## Stated goal:
Extract the full listing below without altering a single character.

## Dataset records about object locations:
========================================================================

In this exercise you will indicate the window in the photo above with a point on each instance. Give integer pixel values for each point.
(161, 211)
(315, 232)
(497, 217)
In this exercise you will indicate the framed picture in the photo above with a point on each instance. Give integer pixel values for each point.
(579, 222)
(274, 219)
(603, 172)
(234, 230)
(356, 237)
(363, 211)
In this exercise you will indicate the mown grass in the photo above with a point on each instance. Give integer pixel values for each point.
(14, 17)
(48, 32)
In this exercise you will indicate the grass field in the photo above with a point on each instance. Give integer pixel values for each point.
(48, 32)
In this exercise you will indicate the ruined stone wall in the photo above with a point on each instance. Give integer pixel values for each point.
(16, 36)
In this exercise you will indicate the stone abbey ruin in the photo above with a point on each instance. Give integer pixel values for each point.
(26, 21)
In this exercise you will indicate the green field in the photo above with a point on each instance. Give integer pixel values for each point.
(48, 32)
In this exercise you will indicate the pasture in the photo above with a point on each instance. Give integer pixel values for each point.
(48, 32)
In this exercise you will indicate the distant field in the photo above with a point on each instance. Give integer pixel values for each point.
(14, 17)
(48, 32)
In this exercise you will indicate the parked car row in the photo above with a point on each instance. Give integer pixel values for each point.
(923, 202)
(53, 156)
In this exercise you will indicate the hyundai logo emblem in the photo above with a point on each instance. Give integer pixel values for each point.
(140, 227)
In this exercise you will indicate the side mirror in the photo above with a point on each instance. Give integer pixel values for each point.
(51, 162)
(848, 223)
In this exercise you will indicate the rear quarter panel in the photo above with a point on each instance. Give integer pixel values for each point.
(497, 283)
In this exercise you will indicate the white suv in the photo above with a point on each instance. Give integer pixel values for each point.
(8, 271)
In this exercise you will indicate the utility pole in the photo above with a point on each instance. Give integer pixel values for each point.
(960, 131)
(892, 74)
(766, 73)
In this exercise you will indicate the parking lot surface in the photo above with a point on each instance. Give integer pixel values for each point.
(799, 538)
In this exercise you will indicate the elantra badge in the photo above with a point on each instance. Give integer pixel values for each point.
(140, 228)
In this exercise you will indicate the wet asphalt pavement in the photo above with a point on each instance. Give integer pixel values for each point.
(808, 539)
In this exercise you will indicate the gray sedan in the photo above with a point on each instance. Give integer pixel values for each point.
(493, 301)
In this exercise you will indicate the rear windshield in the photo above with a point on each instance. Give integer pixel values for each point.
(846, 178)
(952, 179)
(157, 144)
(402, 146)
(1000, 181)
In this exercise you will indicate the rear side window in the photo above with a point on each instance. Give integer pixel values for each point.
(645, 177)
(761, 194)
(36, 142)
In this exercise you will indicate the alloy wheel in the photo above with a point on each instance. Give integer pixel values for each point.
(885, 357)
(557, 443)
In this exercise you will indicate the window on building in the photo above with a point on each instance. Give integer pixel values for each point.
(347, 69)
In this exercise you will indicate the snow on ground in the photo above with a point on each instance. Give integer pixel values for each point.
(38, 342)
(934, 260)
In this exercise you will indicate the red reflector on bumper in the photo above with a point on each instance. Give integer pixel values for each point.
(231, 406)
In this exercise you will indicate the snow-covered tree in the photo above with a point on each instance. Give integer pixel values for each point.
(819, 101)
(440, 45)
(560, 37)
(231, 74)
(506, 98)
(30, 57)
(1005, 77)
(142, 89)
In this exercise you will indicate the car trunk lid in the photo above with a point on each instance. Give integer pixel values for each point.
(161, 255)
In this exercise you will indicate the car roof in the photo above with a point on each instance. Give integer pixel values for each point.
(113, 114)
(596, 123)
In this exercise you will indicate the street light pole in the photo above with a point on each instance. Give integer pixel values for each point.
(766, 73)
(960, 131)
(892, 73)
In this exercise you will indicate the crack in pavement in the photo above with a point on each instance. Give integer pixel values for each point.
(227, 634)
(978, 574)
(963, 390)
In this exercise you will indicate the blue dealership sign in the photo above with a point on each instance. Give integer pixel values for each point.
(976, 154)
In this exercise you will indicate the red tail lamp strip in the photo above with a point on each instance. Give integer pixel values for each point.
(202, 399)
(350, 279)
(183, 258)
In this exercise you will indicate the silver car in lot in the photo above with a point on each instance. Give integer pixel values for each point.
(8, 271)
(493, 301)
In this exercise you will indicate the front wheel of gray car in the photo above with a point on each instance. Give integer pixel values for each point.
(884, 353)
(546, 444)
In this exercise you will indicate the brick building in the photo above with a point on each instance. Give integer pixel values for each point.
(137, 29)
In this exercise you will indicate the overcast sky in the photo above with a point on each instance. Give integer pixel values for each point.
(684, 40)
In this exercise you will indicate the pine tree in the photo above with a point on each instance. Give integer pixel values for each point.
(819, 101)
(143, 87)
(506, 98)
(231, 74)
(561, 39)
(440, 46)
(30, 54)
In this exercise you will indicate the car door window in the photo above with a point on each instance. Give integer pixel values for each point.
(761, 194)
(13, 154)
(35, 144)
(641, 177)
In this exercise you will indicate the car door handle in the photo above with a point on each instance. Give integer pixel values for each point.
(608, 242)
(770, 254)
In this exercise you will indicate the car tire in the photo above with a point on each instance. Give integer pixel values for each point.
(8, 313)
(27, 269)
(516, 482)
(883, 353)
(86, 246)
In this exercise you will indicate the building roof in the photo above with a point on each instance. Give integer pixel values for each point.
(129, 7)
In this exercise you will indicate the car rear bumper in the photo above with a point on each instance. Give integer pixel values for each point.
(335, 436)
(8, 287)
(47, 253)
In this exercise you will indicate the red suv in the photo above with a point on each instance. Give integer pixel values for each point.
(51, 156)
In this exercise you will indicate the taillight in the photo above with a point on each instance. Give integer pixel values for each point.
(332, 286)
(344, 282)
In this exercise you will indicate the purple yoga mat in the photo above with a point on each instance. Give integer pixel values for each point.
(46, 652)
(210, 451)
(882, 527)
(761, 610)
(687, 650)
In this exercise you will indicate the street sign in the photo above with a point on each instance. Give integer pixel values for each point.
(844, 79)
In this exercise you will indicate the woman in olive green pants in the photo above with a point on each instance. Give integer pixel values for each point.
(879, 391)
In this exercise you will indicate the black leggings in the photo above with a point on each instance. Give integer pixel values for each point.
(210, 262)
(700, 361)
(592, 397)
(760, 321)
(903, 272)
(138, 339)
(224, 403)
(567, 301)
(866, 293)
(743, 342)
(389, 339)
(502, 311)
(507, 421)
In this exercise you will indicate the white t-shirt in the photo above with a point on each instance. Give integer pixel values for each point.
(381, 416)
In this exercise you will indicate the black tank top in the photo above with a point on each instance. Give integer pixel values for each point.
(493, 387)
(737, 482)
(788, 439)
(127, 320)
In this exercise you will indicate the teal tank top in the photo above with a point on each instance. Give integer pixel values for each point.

========================================================================

## Answer to this problem:
In this exercise you will indicate the window in the photo above with a point on each instance. Give integer pixel values for each point.
(161, 211)
(315, 232)
(497, 217)
In this exercise you will indicate the framed picture in the photo above with a point on each instance. Give integer pixel values for each point.
(579, 222)
(274, 219)
(603, 172)
(234, 230)
(356, 237)
(363, 211)
In this exercise you will indicate the mown grass in the photo above with a point on each instance. Give integer pixel values for each point.
(14, 17)
(48, 32)
In this exercise you will indicate the grass field in the photo above with a point on each instance. Give integer pixel values for each point.
(48, 32)
In this exercise you will indicate the ruined stone wall in the photo above with a point on each instance. Give integer pixel values for each point.
(16, 36)
In this exercise you will indicate the stone abbey ruin in the photo above with a point on each instance. Give integer pixel values for each point.
(26, 21)
In this exercise you will indicate the green field in the photo above with a point on each instance. Give integer pixel values for each point.
(48, 32)
In this exercise you will indicate the pasture in the photo above with a point on each instance. Give integer pixel values for each point.
(48, 32)
In this exercise you will indicate the distant field in the photo above with a point on each instance. Give integer pixel values for each point.
(14, 17)
(48, 32)
In this exercise you will indicate the parked car row in the photo above with a point on each instance. Give integer pixel values for each point.
(923, 202)
(53, 156)
In this exercise you will indicate the hyundai logo emblem in the photo above with a point on each instance. Give integer pixel values for each point.
(140, 227)
In this exercise you will indicate the side mirror in the photo above with a point on each instance. Give integer pixel values for each point.
(51, 162)
(848, 223)
In this exercise you will indicate the rear quarter panel in the photo above with a point on each instance. Give integer pixel values for each point.
(497, 283)
In this exercise you will indicate the white suv in the photo above with a point on each instance. Give integer pixel values for each point.
(8, 271)
In this exercise you will indicate the utility pole in the photo above with a point on each instance. Give integer pixel values for each point.
(960, 131)
(892, 74)
(766, 73)
In this exercise you will indicate the parking lot surface in the photo above with a point on each instance. Give integer pixel values for each point.
(799, 538)
In this exercise you will indicate the elantra badge in the photo above with a point on each instance. Give integer pixel values for each point.
(140, 228)
In this exercise you will indicate the wet asphalt pavement in the photo above with a point on each instance. Give integer pixel values for each point.
(808, 539)
In this exercise you will indicate the gray sedan in the photo above with a point on each instance. Give integer pixel values for each point.
(493, 301)
In this exercise you will indicate the rear windshield in the photo above with a point on each instance. Give integer pixel values for each point.
(846, 178)
(952, 179)
(157, 144)
(402, 146)
(1000, 181)
In this exercise you will indicate the rear side window in the photo above with a point on each instance. Give integer pixel values for each point.
(645, 177)
(761, 194)
(36, 142)
In this exercise you will indicate the alloy wheel in the photo above with a point on each instance. Give integer pixel values for each point.
(885, 357)
(557, 443)
In this exercise you will indicate the window on building in the photo above with a point on each instance. Give integer pixel values for each point.
(347, 69)
In this exercise you will indicate the snow on ground in the photo above with a point on each instance. Give integer pixel values for each point.
(38, 342)
(934, 260)
In this exercise you will indicate the red reflector on bumper in the photo above with a point on each instance. Give integer pixel values for each point.
(231, 406)
In this exercise you will indicate the snow-covered tree in the photo above with a point on each instance. Give integer pixel values for each point.
(819, 101)
(440, 45)
(560, 37)
(231, 74)
(506, 98)
(30, 57)
(1005, 77)
(142, 89)
In this exercise you will indicate the car trunk lid in the photo above with a point on each instance. Give integer pixel values for each point.
(161, 255)
In this exercise you will indicate the car roof in the photo above with a point on each instance. Give integer pixel values for each point.
(113, 114)
(596, 123)
In this exercise you will indicate the street light pole in the photo above with a point on each instance. Give integer pixel values for each point.
(766, 73)
(960, 131)
(892, 73)
In this exercise you will indicate the crack in pavement in the photo above with a point on each instance. Give integer pixel values for each point.
(227, 634)
(978, 574)
(963, 390)
In this exercise you will indicate the blue dealership sign in the photo above with a point on each instance. Give integer pixel values for each point.
(976, 154)
In this exercise you will indicate the red tail lamp strip in the photo above with a point on each instance. Give integer pixel values for each point.
(202, 399)
(350, 279)
(183, 258)
In this exercise you will indicate the silver car in lot in the photo above with a point on each instance. Give integer pixel values for each point.
(8, 271)
(493, 301)
In this exercise you will indicate the front wheel of gray car in the photo above with a point on each instance. Give integer pixel values for each point.
(884, 353)
(546, 444)
In this exercise you will indicate the brick building in the photo above with a point on each instance. Give integer pixel values for each point.
(137, 29)
In this exercise you will indicate the overcast sky in the photo above with a point on each instance. Give integer pixel values for each point.
(684, 40)
In this exercise you will indicate the pine tree in the photo above with a point on each instance. Give integer pixel values for each point.
(819, 101)
(143, 87)
(506, 98)
(231, 74)
(561, 39)
(440, 46)
(30, 54)
In this exercise you will indicate the car door window in the photo above with a point on each instance. Give integer pixel values for each point.
(761, 194)
(13, 154)
(35, 144)
(641, 177)
In this exercise you will indicate the car door handle in the photo above with a point on each instance. Give integer pixel values for each point.
(608, 242)
(770, 254)
In this exercise you will indicate the car tire in the photo above with a point on each instance. Give integer pixel values for each point.
(8, 313)
(27, 269)
(516, 482)
(883, 353)
(86, 246)
In this exercise you will indicate the building roof in the photo above with a point on each instance. Give integer pixel values for each point.
(129, 7)
In this exercise you will indicate the car rear bumper in the photo above with a point on each instance. Give integer pixel values for each point.
(335, 436)
(8, 287)
(47, 253)
In this exercise you will indicate the red suv in the photo above with a point on each instance. Give integer pixel values for each point.
(51, 156)
In this exercise you will indicate the taillight in the photo above with a point on each instance. Give integer pixel values for each point.
(332, 286)
(344, 282)
In this exercise you will indicate the purple yoga mat in the photo above with a point on each instance. Give integer pixel values for each point.
(46, 652)
(210, 451)
(882, 527)
(761, 610)
(687, 650)
In this exercise you will indicate the street sign in the photo above with a point on each instance. Give integer pixel values for each point.
(844, 79)
In this exercise you will indicate the woman in olive green pants in the photo above with a point on each instance. Give integer pixel values for each point.
(879, 391)
In this exercise you will indicate the black leggings in the photo above with a point on each instance. Give integer pixel values for each point.
(210, 262)
(700, 361)
(592, 397)
(760, 321)
(903, 272)
(138, 339)
(224, 403)
(567, 301)
(866, 293)
(743, 342)
(389, 339)
(502, 311)
(507, 421)
In this exercise you will indicate the white t-shirt in the photo above with a point on each instance. Give integer pixel values for each point.
(381, 416)
In this exercise you will indicate the black tank top in the photo above with a point on each instance. Give integer pixel values for each point.
(493, 387)
(737, 482)
(788, 439)
(127, 320)
In this exercise you will indicate the teal tank top in the photo above with a point on each instance. Give integer pixel values for each point.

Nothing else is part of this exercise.